Work required
Each entry below is to be restated word for word, with no pictures carried over.

Data
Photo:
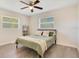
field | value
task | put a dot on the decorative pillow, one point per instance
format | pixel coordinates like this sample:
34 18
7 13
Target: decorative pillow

Your response
Photo:
field | value
task | put a dot on the decorative pillow, one point per instance
format | pixel coordinates like this sample:
34 18
7 13
Target: decorative pillow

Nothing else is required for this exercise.